Le premier accord signé avec Philip Morris, conclu en 2004, arrive à échéance et se pose la question du renouvellement de celui-ci. Habituellement, les autorités européennes procèdent systématiquement à une évaluation et étude d’impact avant tout renouvellement. Tel ne semblait pas être le cas puisque, des « rencontres exploratoires » ont d’ores et déjà été engagées à l’insu là encore de membres élus des représentations européennes et nationales.

Des chercheurs se sont alors penchés sur cette question et viennent de publier les résultats de leurs recherches dans la revue scientifique Tobacco Control.

Il apparaît qu’en dépit du manque de données et de l’opacité entretenue autour des contrats passés, ces accords n’ont pas démontré leur efficacité en matière de réduction de ce commerce illicite. Ils s’avèrent au contraire toxiques pour l’intérêt général. Le constat suivant s’impose : le commerce illicite reste à un niveau non négligeable et surtout la récupération des recettes fiscales attendue est marginale mais l’impact défavorable sur les mesures de santé publique important.

* [Énoncé 1]
Énumérez les points que le texte sur l'accord avec Philip Morris range sous les mots « Le constat suivant s'impose ».
* [Énoncé 2]
Poursuivez la rédaction du texte sur l'accord avec Philip Morris à la suite de sa dernière phrase.
Le matériel fourni ne sert à rien pour répondre.

* [Matériel fourni]
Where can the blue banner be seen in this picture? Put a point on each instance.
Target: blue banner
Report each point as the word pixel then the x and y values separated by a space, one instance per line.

* [Réponse 1]
- Le commerce illicite reste à un niveau non négligeable.
- La récupération des recettes fiscales attendue est marginale.
- L'impact défavorable sur les mesures de santé publique est important.

* [Réponse 2]
Plusieurs facteurs expliquent cet échec.

En cas de saisies, ce sont les fabricants de tabac eux-mêmes qui déterminent si les produits saisis sont des produits qu’ils ont fabriqués ou des produits de contrefaçon. Sachant que des pénalités leur sont appliquées s’il s’agit de leurs propres produits, la réponse est quasiment invariablement : « des produits de contrefaçon ». Or aucun test de contrôle réalisé dans un laboratoire indépendant visant à contrôler l’affirmation des fabricants n’a jamais été réalisé.

De plus, les fabricants ont ajusté leurs pratiques pour éviter les risques de saisies induisant des pénalités. Selon les accords, ces dernières interviennent sur des conditionnements d’au moins 50 000 unités. Dans cette perspective, on est passé d’une contrebande à très grande échelle via des containers à une contrebande portant sur des volumes unitaires de plus petite taille. Ainsi donc les pénalités en cas de saisies ne dissuadent pas les fabricants à mettre fin à leur implication dans la contrebande car les accords disposent de nombreuses lacunes et le montant des taxes récupérées est minime comparé aux pertes financières liées au commerce illicites : 0,08% des pertes estimées dues au commerce illicite de la cigarette dans l’UE entre 2004 et 2012).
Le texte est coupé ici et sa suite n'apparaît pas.